[Location annotation dataset excerpts]

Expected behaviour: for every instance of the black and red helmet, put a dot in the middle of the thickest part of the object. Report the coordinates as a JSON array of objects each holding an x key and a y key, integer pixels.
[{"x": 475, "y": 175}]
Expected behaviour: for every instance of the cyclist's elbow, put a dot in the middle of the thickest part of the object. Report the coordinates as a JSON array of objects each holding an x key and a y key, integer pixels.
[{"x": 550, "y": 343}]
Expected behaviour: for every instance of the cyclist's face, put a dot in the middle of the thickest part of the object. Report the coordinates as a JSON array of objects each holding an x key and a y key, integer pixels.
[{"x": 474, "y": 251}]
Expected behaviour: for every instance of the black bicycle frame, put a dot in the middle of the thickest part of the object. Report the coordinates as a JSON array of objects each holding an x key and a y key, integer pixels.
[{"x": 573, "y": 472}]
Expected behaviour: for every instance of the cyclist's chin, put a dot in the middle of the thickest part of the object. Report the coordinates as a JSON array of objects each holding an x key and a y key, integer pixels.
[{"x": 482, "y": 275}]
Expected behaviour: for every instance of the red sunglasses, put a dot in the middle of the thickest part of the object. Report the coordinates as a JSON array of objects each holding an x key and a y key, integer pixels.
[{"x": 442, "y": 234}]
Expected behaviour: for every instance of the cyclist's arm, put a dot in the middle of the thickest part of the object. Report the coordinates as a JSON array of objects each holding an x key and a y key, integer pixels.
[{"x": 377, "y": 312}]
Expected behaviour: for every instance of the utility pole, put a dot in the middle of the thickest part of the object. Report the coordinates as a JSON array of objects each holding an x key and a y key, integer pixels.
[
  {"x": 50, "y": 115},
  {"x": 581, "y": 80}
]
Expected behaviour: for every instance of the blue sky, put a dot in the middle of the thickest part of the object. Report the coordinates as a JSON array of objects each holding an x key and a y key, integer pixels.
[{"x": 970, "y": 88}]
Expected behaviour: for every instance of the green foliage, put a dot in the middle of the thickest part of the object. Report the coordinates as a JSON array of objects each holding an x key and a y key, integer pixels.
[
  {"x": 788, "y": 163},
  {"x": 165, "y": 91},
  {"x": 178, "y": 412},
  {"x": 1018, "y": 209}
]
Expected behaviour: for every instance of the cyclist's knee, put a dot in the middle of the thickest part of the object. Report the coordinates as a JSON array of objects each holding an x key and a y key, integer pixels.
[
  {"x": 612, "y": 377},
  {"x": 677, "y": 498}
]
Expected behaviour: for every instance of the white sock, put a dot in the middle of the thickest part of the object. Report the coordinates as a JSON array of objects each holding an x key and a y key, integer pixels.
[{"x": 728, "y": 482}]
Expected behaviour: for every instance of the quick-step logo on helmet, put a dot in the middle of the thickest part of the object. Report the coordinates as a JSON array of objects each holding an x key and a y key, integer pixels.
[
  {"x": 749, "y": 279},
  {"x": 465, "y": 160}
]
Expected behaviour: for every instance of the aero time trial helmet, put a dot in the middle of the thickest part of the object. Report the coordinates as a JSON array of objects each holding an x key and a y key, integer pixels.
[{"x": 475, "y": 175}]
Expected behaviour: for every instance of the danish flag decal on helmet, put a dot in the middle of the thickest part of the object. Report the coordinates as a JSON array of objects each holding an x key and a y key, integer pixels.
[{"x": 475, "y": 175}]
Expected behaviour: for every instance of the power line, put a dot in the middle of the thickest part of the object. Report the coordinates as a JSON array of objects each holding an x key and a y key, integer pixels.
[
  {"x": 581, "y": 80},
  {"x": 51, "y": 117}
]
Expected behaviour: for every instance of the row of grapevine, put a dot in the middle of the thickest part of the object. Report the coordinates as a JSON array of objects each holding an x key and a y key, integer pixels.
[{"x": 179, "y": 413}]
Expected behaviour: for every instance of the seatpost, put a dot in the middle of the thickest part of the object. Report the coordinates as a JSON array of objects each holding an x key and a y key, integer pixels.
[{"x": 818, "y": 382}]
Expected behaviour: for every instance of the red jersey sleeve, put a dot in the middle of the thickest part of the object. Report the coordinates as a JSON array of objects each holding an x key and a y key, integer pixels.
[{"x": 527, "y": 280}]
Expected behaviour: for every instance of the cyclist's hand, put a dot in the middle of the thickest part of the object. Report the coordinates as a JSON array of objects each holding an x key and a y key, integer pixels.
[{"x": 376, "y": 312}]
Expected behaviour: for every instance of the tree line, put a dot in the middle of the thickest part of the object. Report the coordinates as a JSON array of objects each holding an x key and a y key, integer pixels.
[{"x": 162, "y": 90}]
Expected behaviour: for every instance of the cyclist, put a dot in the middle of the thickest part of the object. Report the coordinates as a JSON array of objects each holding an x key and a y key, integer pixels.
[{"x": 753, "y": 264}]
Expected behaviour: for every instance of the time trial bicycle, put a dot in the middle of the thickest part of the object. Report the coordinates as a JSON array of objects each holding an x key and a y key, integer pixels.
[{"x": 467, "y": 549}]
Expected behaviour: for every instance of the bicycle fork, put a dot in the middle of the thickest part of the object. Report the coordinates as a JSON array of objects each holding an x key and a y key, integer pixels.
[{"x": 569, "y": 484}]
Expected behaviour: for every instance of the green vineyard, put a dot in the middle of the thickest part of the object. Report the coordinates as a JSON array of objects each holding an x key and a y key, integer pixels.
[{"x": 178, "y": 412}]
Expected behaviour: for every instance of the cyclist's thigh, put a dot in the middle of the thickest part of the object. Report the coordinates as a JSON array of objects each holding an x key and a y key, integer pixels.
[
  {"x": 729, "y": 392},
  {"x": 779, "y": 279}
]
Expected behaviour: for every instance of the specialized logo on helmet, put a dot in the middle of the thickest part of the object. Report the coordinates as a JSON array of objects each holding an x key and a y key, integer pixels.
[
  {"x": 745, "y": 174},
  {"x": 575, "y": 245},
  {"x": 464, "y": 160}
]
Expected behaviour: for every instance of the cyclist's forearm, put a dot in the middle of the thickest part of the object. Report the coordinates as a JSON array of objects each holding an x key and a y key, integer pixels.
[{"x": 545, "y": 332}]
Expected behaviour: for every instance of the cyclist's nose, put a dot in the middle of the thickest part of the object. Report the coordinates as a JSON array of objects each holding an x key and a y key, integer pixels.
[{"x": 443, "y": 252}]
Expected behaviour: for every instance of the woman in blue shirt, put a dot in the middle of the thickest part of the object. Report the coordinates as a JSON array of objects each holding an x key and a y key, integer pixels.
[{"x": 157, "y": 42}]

Exercise description:
Go back to the data above and please quote exactly, and only, the lines from the line with "Expected behaviour: for every instance of the time" through its last line.

The response:
Expected behaviour: for every instance of the time trial bicycle, put a dot in the middle of the thickest part of the object. Report the coordinates as a JSON array of objects each holding an x key and a y key, integer pixels.
[{"x": 467, "y": 549}]
Expected behaviour: for every instance of the bicycle fork, put a dot in the middle of the thickest part of the object. Report the coordinates as a JSON array of objects each holding an x key and a y key, integer pixels.
[{"x": 569, "y": 484}]
Expected behaviour: for every instance of the green vineyard, put a dot in the middle of the thickest part of the object. Report the coordinates as a JSON array of objects each holding an x key and a y key, integer pixels.
[{"x": 178, "y": 412}]
Expected behaviour: for every instance of the cyclist's thigh, put a dot in the middle of the thickest part of the object. Report the coordinates as a JSON array of objects each holding an x key and a y key, integer pixels.
[
  {"x": 729, "y": 392},
  {"x": 779, "y": 279}
]
Expected behaviour: for every instance of the specialized logo on helmet, put a dot in the middle of the thickest part of the object. Report the coordinates as a JSON array of objects each holding an x key and a y key, integer pixels.
[
  {"x": 745, "y": 174},
  {"x": 575, "y": 245},
  {"x": 464, "y": 160}
]
Expected behaviour: for every instance of the cyclist's forearm, put a dot in the middle of the thickest part of the object. Report the coordinates as a JSON array of objects each holding an x key and a y key, integer pixels.
[{"x": 545, "y": 332}]
Expected behaviour: for every instance of the cyclist's nose, put a dot in the middle of the thickest part of the object. Report the coordinates as a JSON array of objects each holding an x key and a y key, integer pixels.
[{"x": 443, "y": 252}]
Expected behaviour: for every instance of the woman in blue shirt, put a dot in the middle of the thickest part of the object. Report the coordinates as a JSON array of objects each holding an x key and a y key, integer pixels.
[{"x": 157, "y": 42}]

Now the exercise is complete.